**What you will do:**
[1] From the call transcript, copy word for word the passage starting at "Orivaldo Padilha" and ending at "generation this year.".
[2] In the call transcript, which firm is Richard from?
[3] How would you say this sentence from the call transcript in Spanish: "So we have an expectation for strong operational cash generation this year."

**Page:**
## start
No, I think that's really clear.

Roberto Fulcherberguer

executive
#12

And then in regards to inventory, I'm going to start off here and then Padilha will end as well. So we are understanding that there is some visibility about the improvement of the index of supply in the industry for the third quarter. So we are already starting this quarter to deaccelerate the stock and inventory levels. But this is a tactical and strategic matter for us at the same time. We're measuring this daily. So all of the indicators we're looking at till now lead us to believe that this is possible, we'll have more of a flat supply structure in the third quarter. If we understand something is different, we'll take a step back. But everything is pretty much headed towards recovery of this level of inventory in this quarter.

Orivaldo Padilha

executive
#13

Great. I think that's pretty much clear. I think the inventory set up an adjustment or increase of the inventory is strategic, and this is reflected a lot in our profitability, commercially speaking. And I'd say that the regularization or adjustment could bring in BRL 501 billion of cash -- BRL 500 million and BRL 1 billion of cash back to our operations, although we consider inventory to be operation. But as I mentioned, the monetization is about more than BRL 1 million. And our EBITDA is very important for operational cash generation. So if you consider EBITDA and our forecast on sales and you add on these 2 elements, basically, that's our operational generation forecast. So we have an expectation for strong operational cash generation this year.

Daniela Bretthauer

executive
#14

All right. We will move on to the next question now. I think it's also a video question here. And if we could maybe head on to the next question. We have the next question now. Mr. Richard, I think we have Richard from Bradesco. Mr. Richard, can you hear us? Well, meanwhile, I'll talk about -- let's move on with Guilherme from Safra. Okay. And then for the next question.
## end
[Image box annotation records]
## start
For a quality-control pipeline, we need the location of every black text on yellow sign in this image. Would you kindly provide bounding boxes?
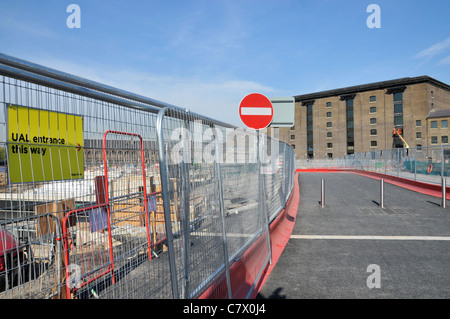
[8,105,84,183]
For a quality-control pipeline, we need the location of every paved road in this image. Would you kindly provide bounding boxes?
[257,173,450,299]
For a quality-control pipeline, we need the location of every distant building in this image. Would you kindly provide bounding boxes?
[276,76,450,159]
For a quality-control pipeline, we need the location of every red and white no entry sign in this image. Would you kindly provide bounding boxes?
[239,93,273,130]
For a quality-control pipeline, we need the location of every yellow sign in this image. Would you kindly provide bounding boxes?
[8,104,84,183]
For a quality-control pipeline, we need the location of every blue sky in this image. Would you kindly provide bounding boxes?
[0,0,450,126]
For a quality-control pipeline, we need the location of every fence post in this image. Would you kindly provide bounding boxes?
[180,120,191,299]
[213,125,233,299]
[156,108,179,299]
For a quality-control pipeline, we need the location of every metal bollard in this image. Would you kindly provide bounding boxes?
[320,178,325,208]
[441,177,447,208]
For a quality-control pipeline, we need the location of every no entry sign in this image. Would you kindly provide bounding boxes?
[239,93,273,130]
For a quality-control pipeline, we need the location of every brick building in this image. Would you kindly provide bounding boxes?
[276,76,450,159]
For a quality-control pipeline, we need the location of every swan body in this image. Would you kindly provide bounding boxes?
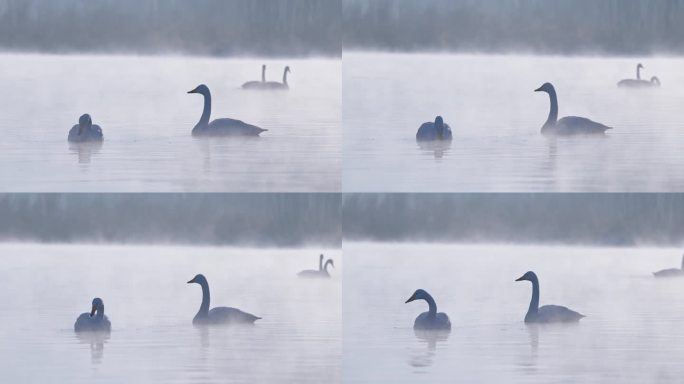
## end
**Written answers:**
[1]
Orivaldo Padilha

executive
#13

Great. I think that's pretty much clear. I think the inventory set up an adjustment or increase of the inventory is strategic, and this is reflected a lot in our profitability, commercially speaking. And I'd say that the regularization or adjustment could bring in BRL 501 billion of cash -- BRL 500 million and BRL 1 billion of cash back to our operations, although we consider inventory to be operation. But as I mentioned, the monetization is about more than BRL 1 million. And our EBITDA is very important for operational cash generation. So if you consider EBITDA and our forecast on sales and you add on these 2 elements, basically, that's our operational generation forecast. So we have an expectation for strong operational cash generation this year.

[2] Bradesco

[3] Así que tenemos la expectativa de una fuerte generación de caja operativa este año.